──────── Excerpt ────────

# Pics of My Friesian!



## Jess2308 (May 12, 2009)

Just showing off my booootiful girl :thumbup:


----------



## shula (Oct 18, 2009)

wow. still free to a good home? if so post to me. only joking but she is lovely. you are so lucky. no pics of her with a bucket ?


----------



## Jess2308 (May 12, 2009)

:lol: yes, i'll stick her in the post tonight! First class stamp should do it, right?

Bucket? You've lost me!


----------



## animalhealthscience (Jun 12, 2010)

very nice pics 
great gorgeous horse


----------



## Jess2308 (May 12, 2009)

Thank you


----------



## nikki2009 (Feb 5, 2011)

she is bloody gourgeous your so lucky


----------



## hope (May 25, 2011)

stunning im so jel i want her lol


----------



## portiaa (Dec 10, 2010)

She's so pretty:001_wub:


----------



## sarelis (Aug 29, 2011)

She's a stunner, I love Friesians


----------



## Cinnebar (Nov 8, 2011)

She is wonderful Fantastic breed aren't they


----------



## Reddo (Feb 16, 2012)

What a beautiful Friesian! She make a great model for photo taking!


----------



## mesira (Mar 16, 2012)

you're lucky to have time to care lots of animals!
do you have somebody to help you or alone?


----------



## Ingrid25 (Oct 1, 2011)

she is sooo gorgeous! I love her big strong looking head


----------



## coral. (May 11, 2011)

shes beautiful and in great shape!
and has a lovely coat!


----------

────────

● **Goals**:
1. In the Friesian thread, which usernames have a date beside them that falls in 2011?
2. In the Friesian thread, what does Jess2308 joke would be enough postage to mail the horse?
3. Translate this sentence from the Friesian thread into Spanish: "She's a stunner, I love Friesians"
The records that come next are separate material, unrelated to the Friesian thread.

──────── Extracted information ────────

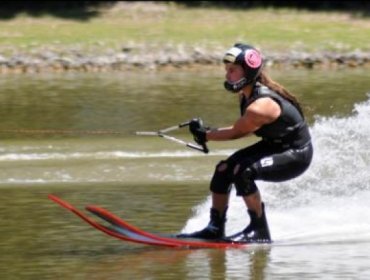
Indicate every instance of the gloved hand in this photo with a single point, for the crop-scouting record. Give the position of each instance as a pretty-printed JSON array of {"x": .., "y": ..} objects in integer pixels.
[{"x": 198, "y": 130}]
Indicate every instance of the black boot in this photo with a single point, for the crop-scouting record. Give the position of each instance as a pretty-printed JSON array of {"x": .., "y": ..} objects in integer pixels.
[
  {"x": 214, "y": 230},
  {"x": 256, "y": 232}
]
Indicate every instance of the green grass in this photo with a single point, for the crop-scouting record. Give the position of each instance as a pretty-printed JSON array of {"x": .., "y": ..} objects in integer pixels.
[{"x": 268, "y": 29}]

────────

● **Completed exercise**:
1. nikki2009, hope, sarelis, Cinnebar, Ingrid25, coral.

2. A first class stamp.

3. Es una belleza, me encantan los frisones.